### Page:
Re: minor LPEG doubt

joy mondal
Hi Sean Conner,

Thanks for the quick reply !

You have answered both my questions

( I need to try and write the first example since I am still unsure about the LPEG code for capturing indentation - left curly and right curly are simple enough but I am thrown off regarding indentation ).

For the first issue, yes I need to create a hierarchical tree instead of a flat output, normally examples of lexer output online show a stream of tokens, but LPEG creates an AST directly.

The second one is my fault, I was unaware that #table was the syntax for getting table length.

Cheers !

On Sat, Sep 15, 2018 at 3:47 AM Sean Conner <[hidden email]> wrote:
It was thus said that the Great joy mondal once stated:
> Hi !
>
> Lets say you have a language that looks as follows :
>
> hello =
>   (a,b) ->
>     print 'hello world'
>     1 + 2
>
> ( It looks a lot like moonscript if that helps )
>
> hello = \n  (a,b) ->\n    print 'hello world'\n    (1 + 2)\n
>
>
> Would the token stream out of your LPEG grammer look ideally like this ?

  Are you asking a particular person or just anyone in general? 

  LPeg doesn't automatically parse text---it's a library of code to generate
code that will parse text.

> [var hello]
>
>
> [assign]
>
> [indent 2]
>
> [function start a b]
>
> [indent 4]
>
> [call print 'hello world']
>
> [indent 4]
>
> [call add 1 2]
>
> [indent 2]

  Yes, the output of an LPeg parser *could* output that, but someone would
have to write the code to do so.  The LPeg I might write might return the
following Lua table:

        {
          nodetype = 'assignment',
          to = 'hello',
          value =
          {
            nodetype = 'function',
            input = { 'a' , 'b' },
            code =
            {
              {
                nodetype = 'call',
                id = 'print',
                parameters = { 'hello world' }
              },
              {
                nodetype = 'expression',
                code =
                {
                  nodetype = '+',
                  parameters =
                  {
                    {
                      exprtype = 'immediate',
                      type = 'number',
                      value = 1
                    },
                    {
                      exprtype = 'immediate',
                      type = 'number',
                      value = 2
                    }
                  }
                }
              }
            }
          }
        }

  It all depends upon the LPeg code.

### Stated goal:
Rewrite everything in the LPEG thread from "You have answered" down to "getting table length.", swapping "indentation" for "leading whitespace" throughout. The records are separate material, unconnected to the LPEG thread.

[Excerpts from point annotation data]
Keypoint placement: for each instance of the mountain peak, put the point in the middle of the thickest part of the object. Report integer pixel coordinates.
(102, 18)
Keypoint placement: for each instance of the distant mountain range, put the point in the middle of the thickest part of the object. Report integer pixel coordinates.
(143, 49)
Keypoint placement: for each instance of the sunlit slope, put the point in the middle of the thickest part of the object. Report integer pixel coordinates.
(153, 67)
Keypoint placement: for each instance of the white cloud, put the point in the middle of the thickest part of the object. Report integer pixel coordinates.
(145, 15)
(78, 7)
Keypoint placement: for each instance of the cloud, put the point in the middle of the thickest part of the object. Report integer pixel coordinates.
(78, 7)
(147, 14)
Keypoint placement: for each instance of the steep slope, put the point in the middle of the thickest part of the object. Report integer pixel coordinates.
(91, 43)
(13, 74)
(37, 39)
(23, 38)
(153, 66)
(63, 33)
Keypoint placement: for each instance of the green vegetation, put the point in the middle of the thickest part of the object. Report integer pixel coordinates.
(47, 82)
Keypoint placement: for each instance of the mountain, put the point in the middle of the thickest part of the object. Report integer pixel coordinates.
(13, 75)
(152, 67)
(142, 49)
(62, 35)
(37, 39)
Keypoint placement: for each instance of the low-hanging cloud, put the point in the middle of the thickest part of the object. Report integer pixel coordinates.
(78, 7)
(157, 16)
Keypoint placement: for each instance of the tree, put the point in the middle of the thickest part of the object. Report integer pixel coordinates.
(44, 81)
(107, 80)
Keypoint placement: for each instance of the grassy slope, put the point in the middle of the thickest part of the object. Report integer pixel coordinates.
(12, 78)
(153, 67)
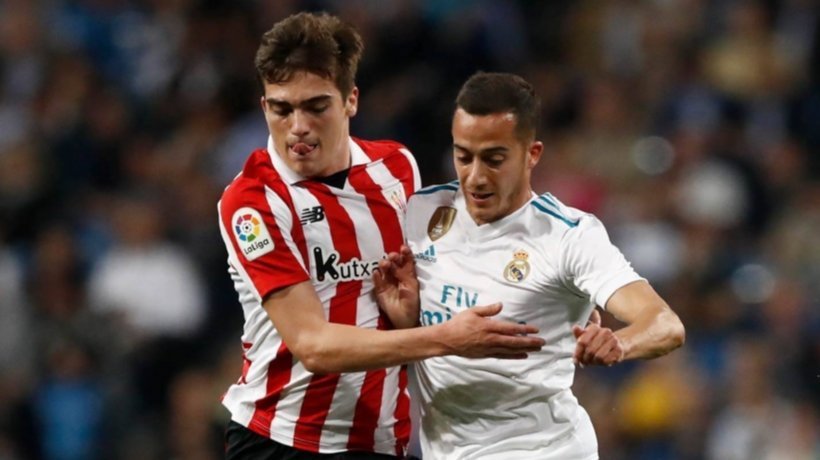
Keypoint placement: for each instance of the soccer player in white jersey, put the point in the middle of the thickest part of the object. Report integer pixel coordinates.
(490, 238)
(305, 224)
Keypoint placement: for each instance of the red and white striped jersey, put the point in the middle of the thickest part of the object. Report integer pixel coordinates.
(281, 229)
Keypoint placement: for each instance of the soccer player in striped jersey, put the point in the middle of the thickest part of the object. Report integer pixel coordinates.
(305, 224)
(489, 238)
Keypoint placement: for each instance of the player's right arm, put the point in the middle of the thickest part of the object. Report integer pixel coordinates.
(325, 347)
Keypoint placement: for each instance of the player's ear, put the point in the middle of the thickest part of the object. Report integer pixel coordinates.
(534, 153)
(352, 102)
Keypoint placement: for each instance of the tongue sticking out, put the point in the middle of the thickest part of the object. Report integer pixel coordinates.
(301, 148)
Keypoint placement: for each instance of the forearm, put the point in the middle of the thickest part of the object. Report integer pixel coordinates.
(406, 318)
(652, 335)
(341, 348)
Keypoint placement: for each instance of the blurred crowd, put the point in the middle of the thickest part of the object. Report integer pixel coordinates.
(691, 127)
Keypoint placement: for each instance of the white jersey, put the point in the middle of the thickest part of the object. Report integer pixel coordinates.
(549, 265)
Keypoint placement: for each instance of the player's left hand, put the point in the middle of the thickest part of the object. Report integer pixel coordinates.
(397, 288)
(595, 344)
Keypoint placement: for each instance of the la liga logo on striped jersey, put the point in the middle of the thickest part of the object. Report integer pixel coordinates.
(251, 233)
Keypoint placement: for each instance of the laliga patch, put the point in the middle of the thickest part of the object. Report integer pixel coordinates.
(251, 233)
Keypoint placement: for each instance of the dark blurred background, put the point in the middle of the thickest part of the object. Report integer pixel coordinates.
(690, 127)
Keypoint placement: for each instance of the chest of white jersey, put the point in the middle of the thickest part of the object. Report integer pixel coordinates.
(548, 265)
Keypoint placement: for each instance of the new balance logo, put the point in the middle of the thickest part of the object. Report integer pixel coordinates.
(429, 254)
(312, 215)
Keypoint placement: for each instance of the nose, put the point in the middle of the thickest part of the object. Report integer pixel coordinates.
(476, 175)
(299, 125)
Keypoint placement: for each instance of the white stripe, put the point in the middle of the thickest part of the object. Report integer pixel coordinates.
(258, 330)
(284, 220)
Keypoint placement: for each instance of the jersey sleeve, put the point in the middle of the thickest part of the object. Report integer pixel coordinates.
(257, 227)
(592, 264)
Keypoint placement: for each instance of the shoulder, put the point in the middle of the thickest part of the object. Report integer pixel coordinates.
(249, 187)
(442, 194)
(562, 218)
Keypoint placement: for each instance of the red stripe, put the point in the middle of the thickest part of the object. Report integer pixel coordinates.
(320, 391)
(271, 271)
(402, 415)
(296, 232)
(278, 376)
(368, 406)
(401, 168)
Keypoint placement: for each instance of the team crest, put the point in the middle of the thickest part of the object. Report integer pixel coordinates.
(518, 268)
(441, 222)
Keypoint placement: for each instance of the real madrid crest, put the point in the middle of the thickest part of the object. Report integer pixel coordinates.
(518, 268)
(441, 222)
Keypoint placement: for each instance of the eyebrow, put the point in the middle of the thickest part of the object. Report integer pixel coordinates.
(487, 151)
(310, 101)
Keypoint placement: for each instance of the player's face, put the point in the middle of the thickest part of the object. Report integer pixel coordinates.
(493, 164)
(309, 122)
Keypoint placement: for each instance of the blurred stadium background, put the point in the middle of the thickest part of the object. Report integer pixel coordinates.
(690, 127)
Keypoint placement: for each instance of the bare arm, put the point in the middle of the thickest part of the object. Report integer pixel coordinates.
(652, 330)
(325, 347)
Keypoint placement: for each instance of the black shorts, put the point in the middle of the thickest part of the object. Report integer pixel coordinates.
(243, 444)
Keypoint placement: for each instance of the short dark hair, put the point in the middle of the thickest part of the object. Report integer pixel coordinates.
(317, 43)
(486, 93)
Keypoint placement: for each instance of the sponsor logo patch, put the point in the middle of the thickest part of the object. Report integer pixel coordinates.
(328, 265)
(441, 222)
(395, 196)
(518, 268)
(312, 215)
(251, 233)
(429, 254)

### Response to the task:
You have answered both my questions

( I need to try and write the first example since I am still unsure about the LPEG code for capturing leading whitespace - left curly and right curly are simple enough but I am thrown off regarding leading whitespace ).

For the first issue, yes I need to create a hierarchical tree instead of a flat output, normally examples of lexer output online show a stream of tokens, but LPEG creates an AST directly.

The second one is my fault, I was unaware that #table was the syntax for getting table length.